__Exercise prompt__:
Transcribe the full listing below exactly.

__Entries provided__:
◆ ◆ ◆ ◆

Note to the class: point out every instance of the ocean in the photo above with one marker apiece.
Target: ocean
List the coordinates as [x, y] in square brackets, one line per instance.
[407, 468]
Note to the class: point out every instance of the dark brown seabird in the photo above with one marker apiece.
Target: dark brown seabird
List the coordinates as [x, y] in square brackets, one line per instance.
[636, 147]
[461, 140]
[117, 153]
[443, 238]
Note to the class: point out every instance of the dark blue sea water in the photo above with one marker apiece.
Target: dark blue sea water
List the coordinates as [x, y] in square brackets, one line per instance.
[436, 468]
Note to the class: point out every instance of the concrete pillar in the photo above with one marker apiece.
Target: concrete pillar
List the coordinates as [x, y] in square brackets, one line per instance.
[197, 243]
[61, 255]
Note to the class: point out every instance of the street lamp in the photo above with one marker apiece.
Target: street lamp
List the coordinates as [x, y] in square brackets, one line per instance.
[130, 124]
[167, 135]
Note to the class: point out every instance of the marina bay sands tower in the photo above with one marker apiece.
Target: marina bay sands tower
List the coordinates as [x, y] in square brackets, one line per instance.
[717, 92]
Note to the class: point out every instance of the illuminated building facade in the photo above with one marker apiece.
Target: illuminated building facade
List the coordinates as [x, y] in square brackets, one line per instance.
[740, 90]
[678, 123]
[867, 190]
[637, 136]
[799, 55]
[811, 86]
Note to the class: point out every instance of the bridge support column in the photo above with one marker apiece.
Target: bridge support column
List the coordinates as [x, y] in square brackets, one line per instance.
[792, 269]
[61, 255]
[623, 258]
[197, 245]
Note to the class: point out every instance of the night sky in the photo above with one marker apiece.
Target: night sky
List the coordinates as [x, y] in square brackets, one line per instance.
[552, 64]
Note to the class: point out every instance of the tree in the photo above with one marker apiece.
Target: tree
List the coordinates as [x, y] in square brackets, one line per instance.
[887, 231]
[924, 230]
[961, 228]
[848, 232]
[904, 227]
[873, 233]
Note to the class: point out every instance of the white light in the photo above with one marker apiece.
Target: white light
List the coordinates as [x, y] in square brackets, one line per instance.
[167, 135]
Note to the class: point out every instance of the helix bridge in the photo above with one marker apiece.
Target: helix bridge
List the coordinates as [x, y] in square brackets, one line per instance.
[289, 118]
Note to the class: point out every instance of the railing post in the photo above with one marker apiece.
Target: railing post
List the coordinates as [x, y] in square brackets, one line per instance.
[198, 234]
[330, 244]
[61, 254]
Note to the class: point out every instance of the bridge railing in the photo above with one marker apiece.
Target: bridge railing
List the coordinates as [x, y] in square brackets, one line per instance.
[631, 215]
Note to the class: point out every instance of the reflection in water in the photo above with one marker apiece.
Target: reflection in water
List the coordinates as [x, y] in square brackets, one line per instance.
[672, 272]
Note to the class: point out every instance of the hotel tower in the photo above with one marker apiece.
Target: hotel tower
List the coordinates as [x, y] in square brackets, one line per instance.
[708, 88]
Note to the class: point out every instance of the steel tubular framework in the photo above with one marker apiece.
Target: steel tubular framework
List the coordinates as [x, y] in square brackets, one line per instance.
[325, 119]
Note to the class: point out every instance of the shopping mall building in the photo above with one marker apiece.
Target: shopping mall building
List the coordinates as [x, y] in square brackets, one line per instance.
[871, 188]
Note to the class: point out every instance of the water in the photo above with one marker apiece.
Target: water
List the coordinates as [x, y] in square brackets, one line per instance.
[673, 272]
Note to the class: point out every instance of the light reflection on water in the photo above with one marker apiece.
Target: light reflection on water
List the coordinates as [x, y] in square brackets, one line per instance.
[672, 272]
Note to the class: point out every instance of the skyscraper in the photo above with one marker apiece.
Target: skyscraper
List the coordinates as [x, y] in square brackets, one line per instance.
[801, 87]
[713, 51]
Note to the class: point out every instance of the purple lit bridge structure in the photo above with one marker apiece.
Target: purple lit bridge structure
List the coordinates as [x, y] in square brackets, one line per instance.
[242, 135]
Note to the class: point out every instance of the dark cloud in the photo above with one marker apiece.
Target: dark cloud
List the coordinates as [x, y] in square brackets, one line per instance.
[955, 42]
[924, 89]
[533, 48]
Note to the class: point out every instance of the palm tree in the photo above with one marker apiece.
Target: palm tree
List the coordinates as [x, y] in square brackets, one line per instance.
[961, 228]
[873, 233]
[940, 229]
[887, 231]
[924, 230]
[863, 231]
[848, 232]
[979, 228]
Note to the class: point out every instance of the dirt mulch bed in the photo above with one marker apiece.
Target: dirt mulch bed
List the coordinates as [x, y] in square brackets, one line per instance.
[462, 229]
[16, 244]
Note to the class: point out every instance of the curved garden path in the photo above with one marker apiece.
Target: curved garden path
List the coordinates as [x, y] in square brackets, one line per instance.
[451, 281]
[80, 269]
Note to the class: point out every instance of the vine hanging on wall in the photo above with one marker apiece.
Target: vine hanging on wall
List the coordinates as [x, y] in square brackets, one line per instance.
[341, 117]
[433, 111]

◆ ◆ ◆ ◆

__Task response__:
Note to the class: point out every instance of the ocean in the photo above with one marker apiece.
Target: ocean
List the coordinates as [x, y] in square brackets, one line per instance.
[407, 468]
Note to the class: point out every instance of the dark brown seabird in the photo above with one marker apiece.
Target: dark brown seabird
List the coordinates as [x, y] in square brackets, one line per instance.
[636, 147]
[461, 140]
[117, 153]
[443, 238]
Note to the class: point out every instance of the dark blue sea water in the photo above with one marker apiece.
Target: dark blue sea water
List the coordinates as [x, y] in square brackets, one line per instance.
[436, 468]
Note to the class: point out every instance of the concrete pillar in the photo above with one marker apiece.
Target: concrete pillar
List the coordinates as [x, y] in square brackets, one line per instance.
[197, 243]
[61, 255]
Note to the class: point out every instance of the street lamp in the photo above with one marker apiece.
Target: street lamp
List the coordinates as [x, y] in square brackets, one line per instance.
[130, 124]
[167, 135]
Note to the class: point out every instance of the marina bay sands tower in the photo above with one marker apiece.
Target: marina bay sands tower
List the coordinates as [x, y] in square brackets, one line per instance.
[717, 92]
Note to the class: point out every instance of the illuminated building facade in the photo above with one marker apiece.
Target: illuminated building facade
List the coordinates as [x, y] in square brackets, one line per instance.
[740, 90]
[678, 123]
[867, 190]
[637, 136]
[799, 55]
[811, 86]
Note to the class: point out every instance of the bridge support column in the photo above with one marker apiece.
Target: bridge support column
List the coordinates as [x, y] in square brackets, one line per instance.
[792, 269]
[61, 255]
[623, 258]
[197, 245]
Note to the class: point out every instance of the night sky in the photo above with one marker apiece.
Target: night sky
List the coordinates as [x, y] in square brackets, one line per instance.
[552, 64]
Note to the class: point out every instance of the tree in the photo above with one marker apiece.
Target: tree
List the coordinates as [x, y] in square brackets, one line per instance.
[887, 231]
[924, 230]
[961, 228]
[848, 232]
[904, 227]
[873, 233]
Note to the class: point out every instance of the white light in the photo above with one marker apiece.
Target: white light
List the coordinates as [x, y] in square brackets, one line per instance.
[167, 135]
Note to the class: point out every instance of the helix bridge in the photo above with one marker apiece.
Target: helix bridge
List the coordinates as [x, y] in square brackets, one line per instance.
[289, 118]
Note to the class: point out every instance of the railing post in the photo above with one marker apiece.
Target: railing post
List the coordinates as [x, y] in square brackets, one line per instance.
[198, 234]
[330, 244]
[61, 254]
Note to the class: point out every instance of the bridge railing in the photo above with one marker apiece.
Target: bridge railing
List the coordinates as [x, y] in square brackets, one line per instance.
[631, 215]
Note to the class: point out every instance of the reflection in water in the photo above with one marker apiece.
Target: reflection in water
List the coordinates as [x, y] in square brackets, one line per instance.
[672, 272]
Note to the class: point out every instance of the hotel tower in the photo above with one marker apiece.
Target: hotel tower
List the coordinates as [x, y] in square brackets, one line per instance.
[708, 88]
Note to the class: point out every instance of the steel tubular framework in the photo above with one marker apiece.
Target: steel tubular framework
List the coordinates as [x, y] in square brackets, one line per instance.
[325, 119]
Note to the class: point out every instance of the shopping mall building in the photo above with one marker apiece.
Target: shopping mall building
List the coordinates as [x, y] in square brackets, one line per instance.
[871, 188]
Note to the class: point out every instance of the water in the photo above with one marker apiece.
Target: water
List the coordinates as [x, y] in square brackets, one line per instance.
[673, 272]
Note to the class: point out every instance of the light reflection on water in the photo above with one marker apiece.
Target: light reflection on water
List the coordinates as [x, y] in square brackets, one line per instance.
[672, 272]
Note to the class: point out every instance of the skyscraper in the photo above with one marker apiece.
Target: skyscraper
List the coordinates as [x, y] in square brackets, one line per instance.
[801, 87]
[713, 51]
Note to the class: point out every instance of the purple lit bridge structure in the photo above with one marker apiece.
Target: purple lit bridge structure
List the coordinates as [x, y] in square brackets, one line per instance.
[242, 135]
Note to the class: point out every instance of the dark cloud in the photo above with one marker apiece.
Target: dark cloud
List the coordinates as [x, y] in square brackets, one line per instance.
[955, 42]
[924, 89]
[533, 48]
Note to the class: point out every instance of the palm tree in the photo above with one marker apiece.
Target: palm tree
List the coordinates as [x, y] in square brackets, one line per instance.
[961, 228]
[873, 233]
[940, 229]
[887, 231]
[924, 230]
[863, 231]
[848, 232]
[979, 228]
Note to the class: point out every instance of the dirt mulch bed in the photo above with one marker apiece.
Target: dirt mulch bed
List the coordinates as [x, y] in square brackets, one line per instance.
[462, 229]
[16, 244]
Note to the class: point out every instance of the curved garden path in the photo above with one marker apiece.
Target: curved garden path
List the coordinates as [x, y] in square brackets, one line per instance.
[451, 281]
[80, 269]
Note to the class: point out every instance of the vine hanging on wall in the photo above with one marker apiece.
Target: vine hanging on wall
List the coordinates as [x, y] in square brackets, one line per instance.
[341, 117]
[433, 111]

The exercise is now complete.